» Exercise
Please write out only the lines starting at the one containing "Q: Point out every instance of the tree" and ending at the one containing "x=671 y=641", requests included. Multiply each answer coordinate by 2.35 and round it to a whole number, rounding halves up.

» Material for this task

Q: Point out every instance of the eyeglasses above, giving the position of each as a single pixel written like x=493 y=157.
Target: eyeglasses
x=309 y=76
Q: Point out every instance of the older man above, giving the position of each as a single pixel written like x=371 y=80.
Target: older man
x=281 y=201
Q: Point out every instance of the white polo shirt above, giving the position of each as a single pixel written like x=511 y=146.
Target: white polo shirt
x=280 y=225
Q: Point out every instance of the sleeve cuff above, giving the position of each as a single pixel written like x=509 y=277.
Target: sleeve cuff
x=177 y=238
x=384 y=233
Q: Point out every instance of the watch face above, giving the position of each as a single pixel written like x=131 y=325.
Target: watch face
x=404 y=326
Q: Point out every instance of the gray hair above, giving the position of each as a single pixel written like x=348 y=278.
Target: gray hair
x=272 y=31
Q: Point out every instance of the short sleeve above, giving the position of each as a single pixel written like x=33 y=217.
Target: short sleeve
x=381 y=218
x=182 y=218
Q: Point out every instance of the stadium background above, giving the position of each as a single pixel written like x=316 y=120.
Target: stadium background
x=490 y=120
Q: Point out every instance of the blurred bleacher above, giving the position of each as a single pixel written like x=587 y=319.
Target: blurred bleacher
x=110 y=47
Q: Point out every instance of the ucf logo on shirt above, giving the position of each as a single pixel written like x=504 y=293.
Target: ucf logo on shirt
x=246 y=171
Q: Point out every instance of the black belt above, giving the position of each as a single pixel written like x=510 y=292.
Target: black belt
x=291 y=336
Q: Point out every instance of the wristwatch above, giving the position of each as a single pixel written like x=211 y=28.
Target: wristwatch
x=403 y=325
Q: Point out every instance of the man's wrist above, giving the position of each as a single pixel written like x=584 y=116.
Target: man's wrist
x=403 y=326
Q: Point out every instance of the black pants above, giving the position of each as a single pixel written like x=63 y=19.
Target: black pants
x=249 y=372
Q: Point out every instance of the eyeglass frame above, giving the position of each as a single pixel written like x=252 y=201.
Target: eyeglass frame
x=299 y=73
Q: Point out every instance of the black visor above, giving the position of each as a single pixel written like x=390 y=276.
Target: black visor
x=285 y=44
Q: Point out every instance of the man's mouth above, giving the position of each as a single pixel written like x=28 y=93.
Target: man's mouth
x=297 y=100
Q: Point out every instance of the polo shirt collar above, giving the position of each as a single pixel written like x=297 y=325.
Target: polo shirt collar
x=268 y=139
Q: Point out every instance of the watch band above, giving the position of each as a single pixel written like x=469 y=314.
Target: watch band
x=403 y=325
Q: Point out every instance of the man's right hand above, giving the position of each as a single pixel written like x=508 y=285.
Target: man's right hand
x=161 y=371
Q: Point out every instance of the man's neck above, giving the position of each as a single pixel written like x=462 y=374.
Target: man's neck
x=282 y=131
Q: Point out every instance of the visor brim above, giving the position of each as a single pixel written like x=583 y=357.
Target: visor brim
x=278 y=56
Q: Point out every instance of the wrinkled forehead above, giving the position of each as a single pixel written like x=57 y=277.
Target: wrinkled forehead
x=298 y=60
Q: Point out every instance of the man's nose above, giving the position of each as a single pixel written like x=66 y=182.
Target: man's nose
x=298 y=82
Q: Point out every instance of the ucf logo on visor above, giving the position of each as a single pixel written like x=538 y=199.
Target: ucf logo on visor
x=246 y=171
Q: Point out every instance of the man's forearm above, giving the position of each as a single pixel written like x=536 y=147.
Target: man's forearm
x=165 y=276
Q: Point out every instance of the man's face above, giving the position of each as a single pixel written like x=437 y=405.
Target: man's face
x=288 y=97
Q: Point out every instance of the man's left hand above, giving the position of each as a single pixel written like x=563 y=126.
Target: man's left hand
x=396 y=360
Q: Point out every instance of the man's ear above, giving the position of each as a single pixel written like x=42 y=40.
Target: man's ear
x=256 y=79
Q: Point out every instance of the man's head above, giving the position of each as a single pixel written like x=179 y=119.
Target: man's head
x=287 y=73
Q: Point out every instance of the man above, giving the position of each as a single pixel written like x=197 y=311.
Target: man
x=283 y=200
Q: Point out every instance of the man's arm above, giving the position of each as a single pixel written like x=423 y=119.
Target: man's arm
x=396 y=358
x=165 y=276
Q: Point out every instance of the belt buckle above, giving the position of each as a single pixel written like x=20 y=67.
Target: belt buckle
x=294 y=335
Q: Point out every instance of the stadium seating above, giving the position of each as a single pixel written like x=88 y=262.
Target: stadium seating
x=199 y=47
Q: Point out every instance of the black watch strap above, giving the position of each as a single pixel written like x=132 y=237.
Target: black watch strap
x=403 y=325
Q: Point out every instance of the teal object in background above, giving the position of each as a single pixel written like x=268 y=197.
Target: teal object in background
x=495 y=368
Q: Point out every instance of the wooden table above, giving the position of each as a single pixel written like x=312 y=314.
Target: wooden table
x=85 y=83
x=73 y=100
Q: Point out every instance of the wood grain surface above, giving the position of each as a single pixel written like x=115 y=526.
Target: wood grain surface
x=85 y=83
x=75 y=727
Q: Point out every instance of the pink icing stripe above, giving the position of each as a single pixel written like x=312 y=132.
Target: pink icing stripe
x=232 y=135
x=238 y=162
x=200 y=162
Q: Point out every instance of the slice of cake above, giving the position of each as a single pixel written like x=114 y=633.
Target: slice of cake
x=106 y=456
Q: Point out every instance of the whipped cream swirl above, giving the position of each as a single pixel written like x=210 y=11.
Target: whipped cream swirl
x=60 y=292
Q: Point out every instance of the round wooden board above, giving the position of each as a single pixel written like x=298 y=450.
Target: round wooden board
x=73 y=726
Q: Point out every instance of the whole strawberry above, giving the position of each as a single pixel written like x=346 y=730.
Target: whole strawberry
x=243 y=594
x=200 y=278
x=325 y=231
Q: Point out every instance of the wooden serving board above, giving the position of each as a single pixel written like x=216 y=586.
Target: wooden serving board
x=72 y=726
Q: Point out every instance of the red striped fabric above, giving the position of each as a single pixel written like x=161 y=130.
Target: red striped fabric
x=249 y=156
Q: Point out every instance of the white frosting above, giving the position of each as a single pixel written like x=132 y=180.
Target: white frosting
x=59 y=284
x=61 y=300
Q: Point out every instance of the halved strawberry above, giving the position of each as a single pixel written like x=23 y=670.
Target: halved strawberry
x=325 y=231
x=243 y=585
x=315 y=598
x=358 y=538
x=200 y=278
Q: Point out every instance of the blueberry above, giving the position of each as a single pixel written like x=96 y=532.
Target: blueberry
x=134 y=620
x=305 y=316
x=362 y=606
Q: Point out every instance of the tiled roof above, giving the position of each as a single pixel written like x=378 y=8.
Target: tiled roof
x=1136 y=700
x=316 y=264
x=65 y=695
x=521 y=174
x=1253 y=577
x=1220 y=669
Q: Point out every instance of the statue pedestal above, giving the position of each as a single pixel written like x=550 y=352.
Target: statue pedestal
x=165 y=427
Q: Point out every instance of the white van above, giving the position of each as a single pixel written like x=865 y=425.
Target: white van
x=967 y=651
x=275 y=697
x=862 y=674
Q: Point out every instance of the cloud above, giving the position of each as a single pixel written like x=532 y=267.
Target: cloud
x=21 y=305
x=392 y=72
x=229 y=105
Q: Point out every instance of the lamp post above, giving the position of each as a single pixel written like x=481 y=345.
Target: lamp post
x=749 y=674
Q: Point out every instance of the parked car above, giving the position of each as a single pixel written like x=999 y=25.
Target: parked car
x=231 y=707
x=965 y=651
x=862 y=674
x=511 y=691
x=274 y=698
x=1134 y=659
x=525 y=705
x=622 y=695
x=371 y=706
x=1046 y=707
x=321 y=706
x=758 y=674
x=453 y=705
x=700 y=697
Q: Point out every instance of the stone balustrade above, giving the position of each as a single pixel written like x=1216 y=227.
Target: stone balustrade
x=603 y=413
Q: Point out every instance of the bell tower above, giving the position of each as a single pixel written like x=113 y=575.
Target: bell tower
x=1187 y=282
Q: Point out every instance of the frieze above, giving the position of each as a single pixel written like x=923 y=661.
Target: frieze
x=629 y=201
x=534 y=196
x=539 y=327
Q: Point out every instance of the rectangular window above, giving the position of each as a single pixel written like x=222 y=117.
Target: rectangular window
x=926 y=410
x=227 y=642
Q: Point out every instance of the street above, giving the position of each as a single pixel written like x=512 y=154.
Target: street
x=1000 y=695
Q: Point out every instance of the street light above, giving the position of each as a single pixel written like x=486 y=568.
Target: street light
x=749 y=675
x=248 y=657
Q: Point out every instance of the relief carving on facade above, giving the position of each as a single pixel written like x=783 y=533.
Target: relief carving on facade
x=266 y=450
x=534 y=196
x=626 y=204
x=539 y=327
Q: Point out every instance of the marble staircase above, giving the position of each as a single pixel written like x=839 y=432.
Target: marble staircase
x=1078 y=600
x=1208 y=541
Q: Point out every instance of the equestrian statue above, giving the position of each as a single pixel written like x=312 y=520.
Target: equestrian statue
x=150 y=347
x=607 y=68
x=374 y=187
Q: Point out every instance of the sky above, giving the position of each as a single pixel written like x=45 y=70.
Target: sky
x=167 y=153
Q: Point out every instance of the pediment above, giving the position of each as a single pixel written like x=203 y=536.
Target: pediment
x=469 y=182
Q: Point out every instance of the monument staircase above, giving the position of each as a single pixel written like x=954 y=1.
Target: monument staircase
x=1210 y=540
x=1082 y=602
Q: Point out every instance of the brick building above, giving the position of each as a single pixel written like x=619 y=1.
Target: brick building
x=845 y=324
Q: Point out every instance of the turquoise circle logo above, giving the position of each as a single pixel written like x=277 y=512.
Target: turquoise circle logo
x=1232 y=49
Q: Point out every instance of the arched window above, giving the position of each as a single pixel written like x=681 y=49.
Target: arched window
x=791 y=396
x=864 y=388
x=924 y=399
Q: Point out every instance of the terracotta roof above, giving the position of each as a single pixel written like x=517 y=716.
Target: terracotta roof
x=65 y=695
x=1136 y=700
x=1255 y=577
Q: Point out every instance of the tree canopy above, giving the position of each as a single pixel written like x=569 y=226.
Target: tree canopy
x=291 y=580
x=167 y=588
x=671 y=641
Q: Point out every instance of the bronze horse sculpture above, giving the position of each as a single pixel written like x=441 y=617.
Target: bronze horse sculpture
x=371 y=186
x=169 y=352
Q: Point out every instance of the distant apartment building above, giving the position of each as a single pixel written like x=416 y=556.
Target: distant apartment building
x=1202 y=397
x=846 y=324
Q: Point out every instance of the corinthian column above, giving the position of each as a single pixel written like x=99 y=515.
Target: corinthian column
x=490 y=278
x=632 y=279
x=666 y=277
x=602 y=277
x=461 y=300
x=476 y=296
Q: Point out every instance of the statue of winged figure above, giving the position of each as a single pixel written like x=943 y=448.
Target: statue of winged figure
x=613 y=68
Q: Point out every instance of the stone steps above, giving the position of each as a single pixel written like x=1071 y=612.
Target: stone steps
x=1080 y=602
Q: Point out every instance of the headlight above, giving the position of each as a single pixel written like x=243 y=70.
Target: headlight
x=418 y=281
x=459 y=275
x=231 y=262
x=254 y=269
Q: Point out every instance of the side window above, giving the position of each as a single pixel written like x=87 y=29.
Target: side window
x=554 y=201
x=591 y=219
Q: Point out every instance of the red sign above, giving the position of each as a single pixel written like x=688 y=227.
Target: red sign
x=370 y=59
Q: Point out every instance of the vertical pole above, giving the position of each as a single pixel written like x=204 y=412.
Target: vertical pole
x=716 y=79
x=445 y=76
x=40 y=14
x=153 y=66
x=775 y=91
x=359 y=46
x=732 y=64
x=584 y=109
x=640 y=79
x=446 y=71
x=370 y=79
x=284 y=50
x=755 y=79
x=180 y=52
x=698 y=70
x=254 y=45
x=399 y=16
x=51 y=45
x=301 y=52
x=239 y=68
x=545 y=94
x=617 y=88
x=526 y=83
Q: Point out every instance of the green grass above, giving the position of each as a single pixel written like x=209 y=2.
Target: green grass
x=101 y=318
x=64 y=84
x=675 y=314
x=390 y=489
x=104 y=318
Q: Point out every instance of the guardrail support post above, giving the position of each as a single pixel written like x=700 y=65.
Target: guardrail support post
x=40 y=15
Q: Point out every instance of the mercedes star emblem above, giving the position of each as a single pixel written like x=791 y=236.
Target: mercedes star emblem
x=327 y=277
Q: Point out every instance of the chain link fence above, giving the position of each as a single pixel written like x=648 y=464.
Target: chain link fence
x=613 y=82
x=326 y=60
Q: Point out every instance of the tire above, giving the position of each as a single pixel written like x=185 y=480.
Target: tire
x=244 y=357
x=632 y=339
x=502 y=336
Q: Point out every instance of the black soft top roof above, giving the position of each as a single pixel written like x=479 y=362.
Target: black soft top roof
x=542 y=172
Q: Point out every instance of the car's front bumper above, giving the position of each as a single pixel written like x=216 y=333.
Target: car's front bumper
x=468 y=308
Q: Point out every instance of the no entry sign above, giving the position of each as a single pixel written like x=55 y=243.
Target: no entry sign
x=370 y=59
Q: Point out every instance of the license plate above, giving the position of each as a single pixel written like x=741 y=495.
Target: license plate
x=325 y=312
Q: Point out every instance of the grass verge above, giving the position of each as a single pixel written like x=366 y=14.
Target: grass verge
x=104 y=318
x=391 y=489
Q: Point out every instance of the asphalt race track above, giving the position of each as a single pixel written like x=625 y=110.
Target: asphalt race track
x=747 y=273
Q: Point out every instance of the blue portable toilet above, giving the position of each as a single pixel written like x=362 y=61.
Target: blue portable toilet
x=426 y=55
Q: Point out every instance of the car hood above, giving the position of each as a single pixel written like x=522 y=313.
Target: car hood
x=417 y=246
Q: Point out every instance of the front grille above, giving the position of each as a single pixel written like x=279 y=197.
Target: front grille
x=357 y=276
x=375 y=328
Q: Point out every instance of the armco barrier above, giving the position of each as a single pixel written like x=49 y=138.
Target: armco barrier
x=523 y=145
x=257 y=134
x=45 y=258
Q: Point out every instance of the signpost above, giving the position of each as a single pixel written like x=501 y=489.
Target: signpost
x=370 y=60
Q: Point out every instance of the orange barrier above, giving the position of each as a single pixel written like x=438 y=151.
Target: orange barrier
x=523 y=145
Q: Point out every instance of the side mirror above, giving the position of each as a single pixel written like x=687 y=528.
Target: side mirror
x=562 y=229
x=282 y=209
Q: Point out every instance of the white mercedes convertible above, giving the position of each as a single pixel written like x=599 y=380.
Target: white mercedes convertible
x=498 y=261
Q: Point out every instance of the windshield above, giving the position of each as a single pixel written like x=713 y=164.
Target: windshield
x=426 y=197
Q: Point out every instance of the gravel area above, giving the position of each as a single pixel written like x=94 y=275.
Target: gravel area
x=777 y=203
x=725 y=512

» Answer to the exercise
Q: Point out every instance of the tree canopy above, giving the position of each as a single pixel written like x=569 y=226.
Target: tree canopy
x=684 y=1363
x=392 y=1382
x=1577 y=1506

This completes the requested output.